## Opdracht
Kun je de regels vanaf de regel met "grass in the photo above." tot en met de regel met "opening in the photo above." eruit halen, beide grensregels inbegrepen? Neem ze letterlijk over, zonder iets te wijzigen.

## Gegevens
┌──

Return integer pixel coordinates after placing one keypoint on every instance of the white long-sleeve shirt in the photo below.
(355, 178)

└──
┌──

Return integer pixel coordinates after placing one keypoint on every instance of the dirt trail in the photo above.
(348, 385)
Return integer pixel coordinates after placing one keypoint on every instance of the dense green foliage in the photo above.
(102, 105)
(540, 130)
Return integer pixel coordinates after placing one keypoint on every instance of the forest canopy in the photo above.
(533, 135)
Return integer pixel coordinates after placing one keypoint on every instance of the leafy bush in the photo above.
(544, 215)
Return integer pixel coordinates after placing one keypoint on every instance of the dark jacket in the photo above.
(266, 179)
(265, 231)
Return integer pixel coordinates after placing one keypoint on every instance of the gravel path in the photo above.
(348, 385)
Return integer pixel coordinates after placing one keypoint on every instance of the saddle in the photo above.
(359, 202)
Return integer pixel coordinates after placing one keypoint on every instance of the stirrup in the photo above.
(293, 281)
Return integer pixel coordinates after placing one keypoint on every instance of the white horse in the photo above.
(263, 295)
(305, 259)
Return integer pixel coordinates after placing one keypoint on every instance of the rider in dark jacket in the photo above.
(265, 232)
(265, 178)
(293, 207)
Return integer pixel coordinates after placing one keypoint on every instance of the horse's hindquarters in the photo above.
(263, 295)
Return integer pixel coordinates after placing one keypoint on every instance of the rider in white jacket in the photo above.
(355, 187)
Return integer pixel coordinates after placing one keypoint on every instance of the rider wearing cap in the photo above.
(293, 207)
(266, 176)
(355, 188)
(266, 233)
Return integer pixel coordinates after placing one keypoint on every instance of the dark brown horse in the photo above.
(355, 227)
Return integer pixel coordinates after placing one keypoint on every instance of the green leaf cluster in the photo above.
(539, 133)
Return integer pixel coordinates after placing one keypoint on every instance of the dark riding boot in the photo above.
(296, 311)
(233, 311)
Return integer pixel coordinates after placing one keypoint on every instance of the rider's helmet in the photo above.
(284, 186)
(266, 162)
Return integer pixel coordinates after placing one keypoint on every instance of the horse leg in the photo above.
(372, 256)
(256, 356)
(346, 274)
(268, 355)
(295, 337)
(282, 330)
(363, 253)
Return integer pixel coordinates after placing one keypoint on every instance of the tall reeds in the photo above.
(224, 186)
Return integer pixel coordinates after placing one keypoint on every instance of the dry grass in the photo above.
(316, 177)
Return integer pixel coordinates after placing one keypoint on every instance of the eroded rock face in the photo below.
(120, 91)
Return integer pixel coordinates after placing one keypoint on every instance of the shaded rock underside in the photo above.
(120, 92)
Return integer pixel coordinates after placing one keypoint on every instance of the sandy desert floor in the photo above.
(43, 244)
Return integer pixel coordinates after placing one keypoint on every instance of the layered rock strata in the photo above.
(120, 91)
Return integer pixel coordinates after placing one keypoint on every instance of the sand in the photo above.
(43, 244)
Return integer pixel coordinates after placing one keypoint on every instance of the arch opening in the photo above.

└──
┌──

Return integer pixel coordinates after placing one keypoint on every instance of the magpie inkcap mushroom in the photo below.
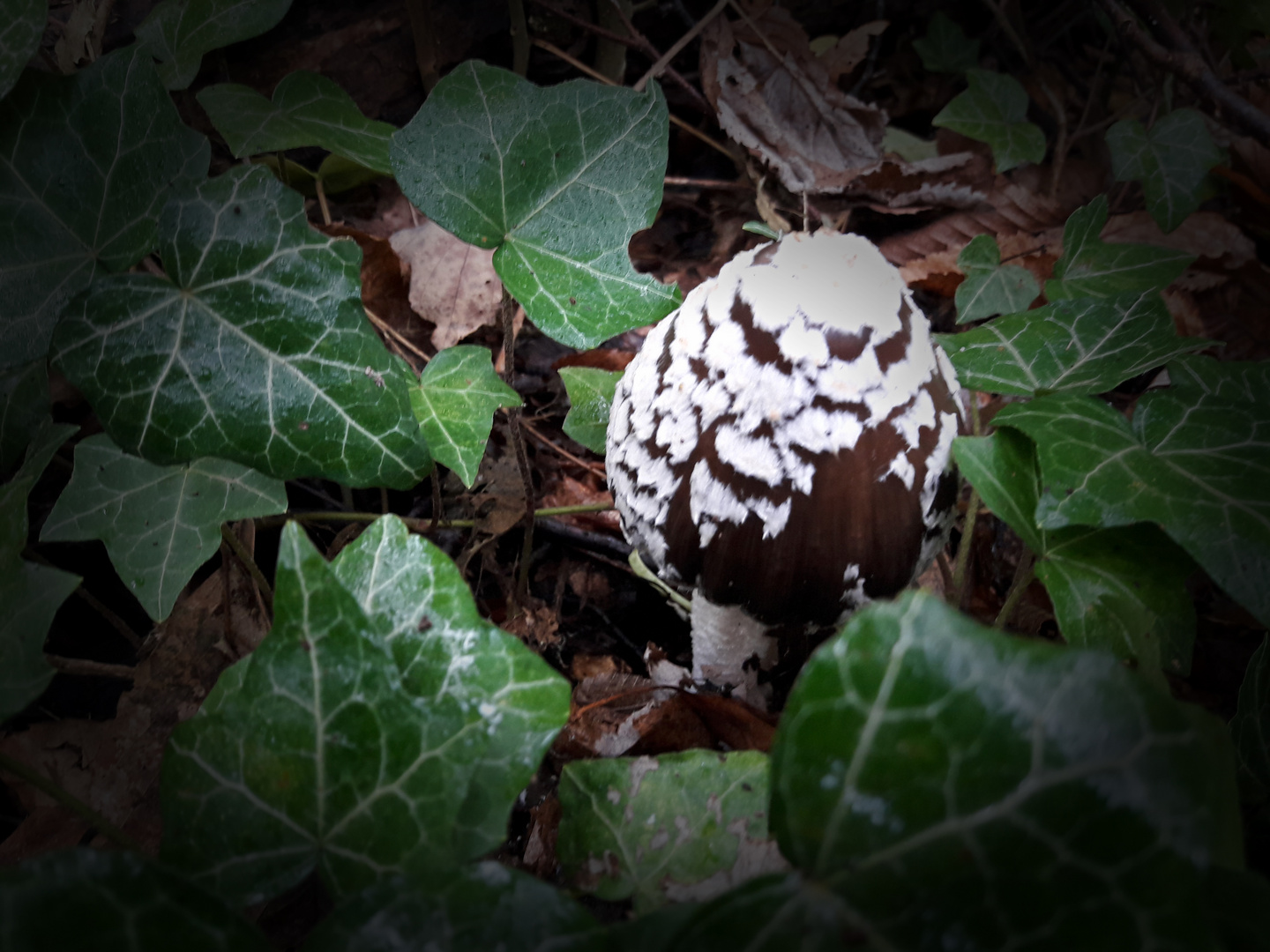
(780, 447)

└──

## Antwoord
Return integer pixel coordinates after placing one keypoint on every instance of the dry grass in the photo above.
(316, 177)
Return integer pixel coordinates after placing one keypoint on every instance of the eroded rock face in the photo below.
(120, 91)
Return integer pixel coordinates after placing one keypoint on every instance of the shaded rock underside in the photo above.
(120, 92)
Return integer pixel coordinates after placing one keypoint on every instance of the sandy desert floor in the photo above.
(43, 244)
Return integer pixel coordinates after placing one keypoint on every instance of the layered rock strata in the photo above.
(120, 91)
Return integer pixel coordinates after placing one keypoint on every instance of the sand in the photo above.
(43, 244)
Return integer pixel coordinates after placing one keypoint on every instance of the arch opening in the photo above.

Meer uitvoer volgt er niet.